▸ Work item: All entries below must be reproduced without a single change.

(Stored data entries)
——————

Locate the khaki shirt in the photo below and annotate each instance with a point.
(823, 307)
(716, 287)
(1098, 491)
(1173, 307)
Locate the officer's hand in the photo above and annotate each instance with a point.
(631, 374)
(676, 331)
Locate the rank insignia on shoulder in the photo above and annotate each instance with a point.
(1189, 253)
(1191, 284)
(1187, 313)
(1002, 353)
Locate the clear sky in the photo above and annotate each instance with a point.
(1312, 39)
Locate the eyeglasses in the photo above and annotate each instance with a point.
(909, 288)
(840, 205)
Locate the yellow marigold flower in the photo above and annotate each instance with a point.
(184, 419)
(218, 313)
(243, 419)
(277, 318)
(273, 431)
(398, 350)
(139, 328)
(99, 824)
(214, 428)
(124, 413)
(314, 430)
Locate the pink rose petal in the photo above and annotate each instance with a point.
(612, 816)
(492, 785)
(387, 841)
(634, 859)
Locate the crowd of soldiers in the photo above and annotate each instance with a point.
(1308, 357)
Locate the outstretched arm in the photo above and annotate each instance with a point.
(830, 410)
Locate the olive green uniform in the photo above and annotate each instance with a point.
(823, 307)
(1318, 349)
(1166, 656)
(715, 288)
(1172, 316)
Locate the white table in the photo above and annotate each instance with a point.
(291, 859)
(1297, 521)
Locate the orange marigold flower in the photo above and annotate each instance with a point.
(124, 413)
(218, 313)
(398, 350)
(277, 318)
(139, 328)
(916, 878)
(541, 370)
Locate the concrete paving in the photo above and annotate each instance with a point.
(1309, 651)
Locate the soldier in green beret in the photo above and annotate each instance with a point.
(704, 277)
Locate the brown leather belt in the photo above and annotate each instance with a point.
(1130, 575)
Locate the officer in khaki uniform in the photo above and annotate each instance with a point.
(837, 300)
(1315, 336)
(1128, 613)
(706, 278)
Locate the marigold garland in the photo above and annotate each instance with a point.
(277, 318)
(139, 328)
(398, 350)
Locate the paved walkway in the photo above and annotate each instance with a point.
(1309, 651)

——————

▸ Response:
Locate the khaki shirt in the photo below and annotate each instance with a point.
(823, 307)
(716, 287)
(1098, 491)
(1173, 307)
Locate the officer's hand in the photo above and annotate each instance with a point.
(631, 374)
(676, 331)
Locate the rank insignia on shoulder in the photo above and annotate each instance with a point.
(1189, 253)
(1191, 284)
(1187, 313)
(1002, 353)
Locate the clear sky in the photo above and annotate each instance with a point.
(1312, 39)
Locate the eyeglasses in the photo above and annotate each instance with a point.
(909, 288)
(840, 205)
Locate the yellow marigold flower in the photo above and annotate each instance with a point.
(184, 419)
(218, 313)
(243, 419)
(277, 318)
(273, 431)
(398, 350)
(139, 328)
(99, 824)
(214, 428)
(124, 413)
(314, 430)
Locate the pink rose petal in the photo above and annotate each instance with a point.
(612, 816)
(492, 785)
(387, 841)
(634, 859)
Locate the crowd of soldiers in the photo above and annotate each instance with a point.
(1308, 357)
Locate the outstretched arm in the photo above and annotate each instance with a point.
(830, 410)
Locate the olive green uniform in the photo above and annotate each instance with a point.
(823, 307)
(1318, 349)
(1166, 656)
(715, 288)
(1172, 316)
Locate the white table in the photo above and annotate each instance with a point.
(291, 859)
(1297, 521)
Locate the orange marigold flower in the photo above and annotate each instance with a point.
(124, 413)
(218, 313)
(398, 350)
(277, 318)
(139, 328)
(916, 878)
(541, 370)
Locate the concrete paving in the photo above and annotate each instance with a point.
(1309, 651)
Locate the soldier in green beret in the photo above and annotate each instance with a point.
(704, 277)
Locate the brown leather belt in the photo above and annotate each instance with a point.
(1130, 575)
Locate the officer in khaki uniform in the photo above and annotate each instance with a point.
(837, 300)
(1315, 336)
(1128, 613)
(706, 278)
Locate the marigold garland in the photo above and annotate each instance with a point.
(277, 318)
(139, 328)
(398, 350)
Locate the paved walkway in the photo above and annotate each instance with a point.
(1309, 651)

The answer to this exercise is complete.